▸ **CONSIGNA**
Según el texto sobre la Agrupación Viejos Peronistas, ¿entre qué edades están aproximadamente los viejos peronistas?

AVP: Agrupación Viejos Peronistas

Los viejos peronistas podrían equipararse con una identidad religiosa, la fe en un credo político, sus ritos y símbolos, su ética propia.

Los viejos peronistas podrían equipararse con una identidad religiosa, la fe en un credo político, sus ritos y símbolos, su ética propia.
Los viejos peronistas podrían equipararse con una identidad religiosa, la fe en un credo político, sus ritos y símbolos, su ética propia.

Están entre los 80 y los 65 años de edad, aproximadamente. Los primeros lo identifican con los años felices de la infancia, que según Rainer Maria Rilke es la verdadera patria del hombre. Experimentaron los aspectos más gratos y luminosos del peronismo clásico, libres por edad de todo análisis o aproximación crítica. Probablemente retengan en su memoria emotiva los días trágicos del 55. ¿Qué calidad moral podían tener los enemigos de la felicidad del pueblo?

Los últimos se enteraron de esa época de esplendor de labios de sus padres y abuelos. Y compartieron con ellos, a partir de una imagen idealizada, la esperanza del retorno. O al revés: hartos de oír las letanías condenatorias y rencorosas de sus mayores canalizaron su rebeldía adolescente y juvenil abrazando con entusiasmo “el hecho maldito del país burgués”.

▸ **LISTADO DE DATOS**
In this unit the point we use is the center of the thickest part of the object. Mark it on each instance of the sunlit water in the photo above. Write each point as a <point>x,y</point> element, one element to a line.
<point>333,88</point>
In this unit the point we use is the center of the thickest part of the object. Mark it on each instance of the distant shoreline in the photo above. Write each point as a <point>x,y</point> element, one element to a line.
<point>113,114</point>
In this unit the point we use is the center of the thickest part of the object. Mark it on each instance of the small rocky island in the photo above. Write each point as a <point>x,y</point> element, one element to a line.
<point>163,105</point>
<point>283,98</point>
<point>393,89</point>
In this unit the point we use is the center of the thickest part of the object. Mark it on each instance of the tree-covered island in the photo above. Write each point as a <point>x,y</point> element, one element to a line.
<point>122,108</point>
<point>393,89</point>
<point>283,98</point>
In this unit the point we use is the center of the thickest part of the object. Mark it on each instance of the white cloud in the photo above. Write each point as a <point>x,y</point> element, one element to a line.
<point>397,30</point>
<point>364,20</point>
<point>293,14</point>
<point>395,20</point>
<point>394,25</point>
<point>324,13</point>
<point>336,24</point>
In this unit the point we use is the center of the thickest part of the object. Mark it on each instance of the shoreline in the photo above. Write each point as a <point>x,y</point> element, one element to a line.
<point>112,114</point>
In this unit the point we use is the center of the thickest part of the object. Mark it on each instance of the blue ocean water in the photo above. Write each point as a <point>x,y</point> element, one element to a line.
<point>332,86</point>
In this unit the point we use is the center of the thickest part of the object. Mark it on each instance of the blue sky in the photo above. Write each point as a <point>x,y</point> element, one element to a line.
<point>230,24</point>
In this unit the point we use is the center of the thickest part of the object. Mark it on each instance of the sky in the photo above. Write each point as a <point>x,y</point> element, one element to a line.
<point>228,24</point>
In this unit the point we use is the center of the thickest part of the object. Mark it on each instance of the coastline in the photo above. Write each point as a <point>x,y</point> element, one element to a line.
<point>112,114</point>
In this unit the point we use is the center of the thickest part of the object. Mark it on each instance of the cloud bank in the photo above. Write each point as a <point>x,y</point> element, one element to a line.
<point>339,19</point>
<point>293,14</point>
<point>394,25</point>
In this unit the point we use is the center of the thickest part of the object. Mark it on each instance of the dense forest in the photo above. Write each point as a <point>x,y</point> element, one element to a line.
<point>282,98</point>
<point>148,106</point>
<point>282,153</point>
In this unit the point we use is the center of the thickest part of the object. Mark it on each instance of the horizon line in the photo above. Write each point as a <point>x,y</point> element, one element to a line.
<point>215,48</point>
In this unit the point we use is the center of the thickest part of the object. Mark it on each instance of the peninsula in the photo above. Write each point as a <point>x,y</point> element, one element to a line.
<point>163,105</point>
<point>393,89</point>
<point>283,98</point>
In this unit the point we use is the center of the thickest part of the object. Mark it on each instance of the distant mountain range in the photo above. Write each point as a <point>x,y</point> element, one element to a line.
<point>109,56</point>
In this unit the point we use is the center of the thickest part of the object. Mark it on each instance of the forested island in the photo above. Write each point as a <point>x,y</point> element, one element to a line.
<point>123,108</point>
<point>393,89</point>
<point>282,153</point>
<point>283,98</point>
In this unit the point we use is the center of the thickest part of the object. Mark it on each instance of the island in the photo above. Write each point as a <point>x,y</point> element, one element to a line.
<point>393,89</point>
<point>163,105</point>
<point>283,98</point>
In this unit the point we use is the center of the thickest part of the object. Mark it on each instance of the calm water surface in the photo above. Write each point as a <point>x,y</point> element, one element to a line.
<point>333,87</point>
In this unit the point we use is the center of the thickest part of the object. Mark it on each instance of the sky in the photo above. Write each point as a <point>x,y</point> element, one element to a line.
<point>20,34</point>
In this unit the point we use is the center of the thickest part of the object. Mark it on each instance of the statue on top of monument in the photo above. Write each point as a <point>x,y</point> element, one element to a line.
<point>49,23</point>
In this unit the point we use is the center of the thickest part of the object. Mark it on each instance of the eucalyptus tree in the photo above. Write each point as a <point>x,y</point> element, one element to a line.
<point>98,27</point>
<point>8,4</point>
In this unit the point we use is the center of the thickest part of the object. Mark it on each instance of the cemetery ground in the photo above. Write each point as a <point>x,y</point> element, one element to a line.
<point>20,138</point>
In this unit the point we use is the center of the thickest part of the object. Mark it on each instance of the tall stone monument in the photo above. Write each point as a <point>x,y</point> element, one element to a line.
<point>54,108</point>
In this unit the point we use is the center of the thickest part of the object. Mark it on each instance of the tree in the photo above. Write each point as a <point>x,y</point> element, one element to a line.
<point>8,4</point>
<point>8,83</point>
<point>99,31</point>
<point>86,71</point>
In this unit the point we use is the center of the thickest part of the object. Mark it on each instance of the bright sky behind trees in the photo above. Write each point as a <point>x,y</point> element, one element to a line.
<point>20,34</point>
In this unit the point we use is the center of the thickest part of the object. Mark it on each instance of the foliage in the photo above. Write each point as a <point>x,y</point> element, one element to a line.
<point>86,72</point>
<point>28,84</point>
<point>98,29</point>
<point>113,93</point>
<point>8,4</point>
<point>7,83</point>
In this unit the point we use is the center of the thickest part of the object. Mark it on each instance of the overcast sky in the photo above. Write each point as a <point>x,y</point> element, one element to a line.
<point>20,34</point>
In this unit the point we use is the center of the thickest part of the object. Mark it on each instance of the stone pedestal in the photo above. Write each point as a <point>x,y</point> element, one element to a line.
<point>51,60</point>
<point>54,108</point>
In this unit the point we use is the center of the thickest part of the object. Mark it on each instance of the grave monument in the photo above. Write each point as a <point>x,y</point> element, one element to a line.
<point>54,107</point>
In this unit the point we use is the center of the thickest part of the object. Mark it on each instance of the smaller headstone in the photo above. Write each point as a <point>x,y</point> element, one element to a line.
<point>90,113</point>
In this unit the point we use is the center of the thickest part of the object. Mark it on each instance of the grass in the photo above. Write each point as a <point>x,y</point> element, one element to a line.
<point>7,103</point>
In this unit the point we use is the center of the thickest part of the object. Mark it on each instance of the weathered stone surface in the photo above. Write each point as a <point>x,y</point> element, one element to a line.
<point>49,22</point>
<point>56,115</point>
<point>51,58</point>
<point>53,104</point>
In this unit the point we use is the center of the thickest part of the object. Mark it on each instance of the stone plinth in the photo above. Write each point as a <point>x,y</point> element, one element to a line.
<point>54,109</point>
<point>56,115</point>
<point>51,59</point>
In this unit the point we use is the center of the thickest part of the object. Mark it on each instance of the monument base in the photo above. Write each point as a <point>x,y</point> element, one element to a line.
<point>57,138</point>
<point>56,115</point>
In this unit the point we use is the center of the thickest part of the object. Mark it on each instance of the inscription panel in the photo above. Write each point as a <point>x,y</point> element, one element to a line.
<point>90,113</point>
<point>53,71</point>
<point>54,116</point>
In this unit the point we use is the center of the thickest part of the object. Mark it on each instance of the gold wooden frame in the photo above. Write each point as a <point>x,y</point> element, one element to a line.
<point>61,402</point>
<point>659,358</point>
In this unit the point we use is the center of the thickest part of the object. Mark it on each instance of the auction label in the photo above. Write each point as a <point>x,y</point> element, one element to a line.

▸ **RESULTADO DEL EJERCICIO**
Entre los 80 y los 65 años de edad, aproximadamente.